● SUPPLIED DATA:
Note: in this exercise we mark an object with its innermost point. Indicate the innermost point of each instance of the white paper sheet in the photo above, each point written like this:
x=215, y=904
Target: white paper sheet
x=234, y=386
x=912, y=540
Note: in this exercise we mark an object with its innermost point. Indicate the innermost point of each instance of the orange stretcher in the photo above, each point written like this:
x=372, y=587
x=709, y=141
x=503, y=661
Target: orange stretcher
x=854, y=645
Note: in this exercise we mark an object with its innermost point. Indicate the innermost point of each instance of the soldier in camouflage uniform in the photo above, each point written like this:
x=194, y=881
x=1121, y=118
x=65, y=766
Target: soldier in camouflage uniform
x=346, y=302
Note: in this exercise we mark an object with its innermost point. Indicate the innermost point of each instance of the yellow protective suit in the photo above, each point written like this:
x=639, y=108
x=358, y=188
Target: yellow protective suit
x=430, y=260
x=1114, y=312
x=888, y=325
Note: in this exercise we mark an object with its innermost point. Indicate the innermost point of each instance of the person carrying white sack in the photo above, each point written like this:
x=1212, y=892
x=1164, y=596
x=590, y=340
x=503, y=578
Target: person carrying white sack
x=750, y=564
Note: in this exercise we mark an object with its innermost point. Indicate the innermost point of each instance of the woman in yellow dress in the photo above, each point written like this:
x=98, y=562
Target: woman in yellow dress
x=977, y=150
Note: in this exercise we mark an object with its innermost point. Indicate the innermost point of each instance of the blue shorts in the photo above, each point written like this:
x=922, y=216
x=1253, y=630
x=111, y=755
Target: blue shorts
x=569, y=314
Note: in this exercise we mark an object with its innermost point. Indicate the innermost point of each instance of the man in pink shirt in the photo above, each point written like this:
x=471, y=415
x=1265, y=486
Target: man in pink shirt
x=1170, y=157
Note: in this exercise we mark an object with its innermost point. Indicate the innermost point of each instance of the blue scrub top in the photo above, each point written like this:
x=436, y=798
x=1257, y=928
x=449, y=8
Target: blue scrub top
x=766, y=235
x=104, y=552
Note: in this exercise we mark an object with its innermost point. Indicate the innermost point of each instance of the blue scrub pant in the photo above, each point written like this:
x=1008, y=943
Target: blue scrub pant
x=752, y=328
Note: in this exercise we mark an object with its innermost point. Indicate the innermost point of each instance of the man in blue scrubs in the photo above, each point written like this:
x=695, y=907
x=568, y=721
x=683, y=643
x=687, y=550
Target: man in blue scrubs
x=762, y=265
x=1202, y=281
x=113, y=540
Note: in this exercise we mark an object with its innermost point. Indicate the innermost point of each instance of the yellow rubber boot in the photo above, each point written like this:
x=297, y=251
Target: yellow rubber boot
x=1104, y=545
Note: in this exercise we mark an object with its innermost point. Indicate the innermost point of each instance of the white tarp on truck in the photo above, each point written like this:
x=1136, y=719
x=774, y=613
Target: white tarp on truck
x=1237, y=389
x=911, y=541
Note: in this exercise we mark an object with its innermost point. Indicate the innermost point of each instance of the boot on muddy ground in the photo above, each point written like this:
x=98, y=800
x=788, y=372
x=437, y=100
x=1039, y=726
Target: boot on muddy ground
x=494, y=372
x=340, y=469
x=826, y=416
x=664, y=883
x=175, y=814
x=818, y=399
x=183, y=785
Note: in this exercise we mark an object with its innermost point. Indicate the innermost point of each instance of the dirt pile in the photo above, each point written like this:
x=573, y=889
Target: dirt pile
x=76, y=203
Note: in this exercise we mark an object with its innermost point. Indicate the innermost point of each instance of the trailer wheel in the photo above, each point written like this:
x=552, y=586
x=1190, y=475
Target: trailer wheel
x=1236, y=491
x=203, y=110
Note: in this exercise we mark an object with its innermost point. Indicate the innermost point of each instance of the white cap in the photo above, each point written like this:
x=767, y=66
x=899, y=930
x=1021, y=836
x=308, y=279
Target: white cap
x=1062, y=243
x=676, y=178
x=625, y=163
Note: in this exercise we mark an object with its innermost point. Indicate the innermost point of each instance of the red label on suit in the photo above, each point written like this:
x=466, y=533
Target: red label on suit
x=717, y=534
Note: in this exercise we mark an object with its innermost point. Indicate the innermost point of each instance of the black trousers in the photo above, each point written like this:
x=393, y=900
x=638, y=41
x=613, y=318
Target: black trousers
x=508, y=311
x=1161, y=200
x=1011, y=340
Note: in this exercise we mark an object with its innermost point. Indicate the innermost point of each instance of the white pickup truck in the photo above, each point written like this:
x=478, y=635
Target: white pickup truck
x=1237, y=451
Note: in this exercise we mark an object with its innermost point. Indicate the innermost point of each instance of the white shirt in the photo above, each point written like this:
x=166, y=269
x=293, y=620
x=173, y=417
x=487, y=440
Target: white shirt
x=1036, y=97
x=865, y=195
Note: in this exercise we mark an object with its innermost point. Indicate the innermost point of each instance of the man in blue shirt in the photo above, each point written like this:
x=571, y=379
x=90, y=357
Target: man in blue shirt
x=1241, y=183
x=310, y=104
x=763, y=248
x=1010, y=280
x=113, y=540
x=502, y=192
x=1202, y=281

● EXERCISE: Reproduce the listing above exactly.

● RESPONSE:
Note: in this exercise we mark an object with its innermost point. Indicate the innermost point of each instance of the white paper sheet in the photo above, each point written like this:
x=215, y=904
Target: white paper sheet
x=234, y=386
x=912, y=540
Note: in this exercise we mark an object with its innermost point. Indicate the innermost point of each instance of the orange stretcher in the photo above, each point written like this:
x=372, y=587
x=709, y=141
x=503, y=661
Target: orange stretcher
x=854, y=645
Note: in this exercise we mark an object with its innermost point. Indicate the innermost point of each instance of the soldier in camouflage uniform in the photo above, each point written like this:
x=194, y=881
x=1121, y=118
x=65, y=766
Target: soldier in camouflage uniform
x=346, y=302
Note: in this exercise we mark an object with its innermost point. Indicate the innermost point of each instance of the yellow protective suit in the photo above, each point written like this:
x=639, y=108
x=358, y=188
Target: yellow protective suit
x=430, y=260
x=1114, y=312
x=888, y=325
Note: in this exercise we mark an object with its innermost point. Indicate the innermost point of each instance of the person carrying white sack in the photo above, each point written like this:
x=1212, y=892
x=1164, y=596
x=590, y=340
x=503, y=578
Target: person carrying white sack
x=750, y=564
Note: in this exercise we mark an object with its innermost point. Indicate the innermost point of each instance of the woman in yellow dress in the photo above, each point written like this:
x=98, y=562
Target: woman in yellow dress
x=977, y=150
Note: in this exercise we mark an object with its innermost point. Indicate the innermost point of each instance of the blue shorts in the photo above, each point written like this:
x=922, y=216
x=1253, y=630
x=111, y=755
Target: blue shorts
x=569, y=314
Note: in this exercise we mark an object with its innermost point. Indicate the innermost point of each instance of the man in pink shirt in the photo above, each point written like this:
x=471, y=415
x=1265, y=486
Target: man in pink shirt
x=1170, y=157
Note: in this exercise we mark an object with its innermost point. Indicate the innermost point of each instance of the blue scrub top in the photo above, each point written like this:
x=436, y=798
x=1257, y=928
x=449, y=8
Target: blue scrub top
x=766, y=235
x=104, y=552
Note: in this exercise we mark an object with its innermost point. Indicate the innermost point of each instance of the blue scrub pant in the photo above, each point written like this:
x=1008, y=943
Target: blue scrub pant
x=752, y=328
Note: in this exercise we mark an object with its innermost point. Indicate the innermost point of each instance of the man in blue scrubs in the photo above, each point written like this:
x=695, y=907
x=568, y=721
x=683, y=643
x=687, y=550
Target: man in blue scrubs
x=762, y=265
x=1202, y=281
x=113, y=540
Note: in this exercise we mark an object with its innermost point. Indicate the innermost point of each instance of the yellow rubber boot in the photo above, each point written like this:
x=297, y=251
Target: yellow rubber boot
x=1104, y=545
Note: in this exercise we mark an object with its innermost point. Indicate the innermost point of each instance of the white tarp on truck in the photo above, each point written like this:
x=1136, y=719
x=774, y=613
Target: white tarp on truck
x=1237, y=389
x=911, y=541
Note: in this exercise we mark an object with its innermost point. Indicate the innermost point of each instance of the boot on muddy ground in the photo above, each point written like this:
x=98, y=800
x=788, y=372
x=437, y=100
x=1039, y=726
Target: boot on muddy ground
x=494, y=372
x=340, y=469
x=826, y=416
x=664, y=883
x=175, y=814
x=818, y=399
x=183, y=785
Note: in this exercise we mark an object with its innermost point. Indicate the innermost point of each instance of the dirt pile in the photo above, each point written like this:
x=573, y=889
Target: dirt pile
x=76, y=203
Note: in this exercise we mark an object with its innermost point. Indicate the innermost point of each instance of the trailer wheel in the photo above, each point written like this:
x=552, y=586
x=1190, y=475
Target: trailer wheel
x=1236, y=491
x=203, y=110
Note: in this exercise we mark an object with its innermost point. Indicate the innermost point of each instance of the white cap in the photo above, each point written like this:
x=767, y=66
x=899, y=930
x=1021, y=836
x=308, y=279
Target: white cap
x=1062, y=243
x=676, y=178
x=625, y=163
Note: in this exercise we mark an object with its innermost point. Indicate the innermost point of each instance of the red label on suit in the photo above, each point written like this:
x=466, y=533
Target: red label on suit
x=717, y=534
Note: in this exercise we mark an object with its innermost point. Indicate the innermost point of each instance of the black trousers in the photo above, each point written like this:
x=393, y=900
x=638, y=41
x=613, y=318
Target: black trousers
x=508, y=311
x=1161, y=200
x=1011, y=340
Note: in this exercise we mark an object with its innermost point. Indicate the innermost point of each instance of the white pickup truck in the photo above, each point written like this:
x=478, y=635
Target: white pickup truck
x=1237, y=451
Note: in this exercise we mark an object with its innermost point. Indicate the innermost point of each instance of the white shirt in the photo above, each point written like this:
x=166, y=269
x=293, y=620
x=173, y=417
x=487, y=440
Target: white shirt
x=1036, y=97
x=865, y=195
Note: in this exercise we mark an object with its innermost point. Indicate the innermost point of each instance of the man in blue shirt in the photo above, each point written like this:
x=571, y=379
x=90, y=357
Target: man in blue shirt
x=1241, y=183
x=310, y=104
x=763, y=248
x=1010, y=280
x=113, y=540
x=502, y=192
x=1202, y=281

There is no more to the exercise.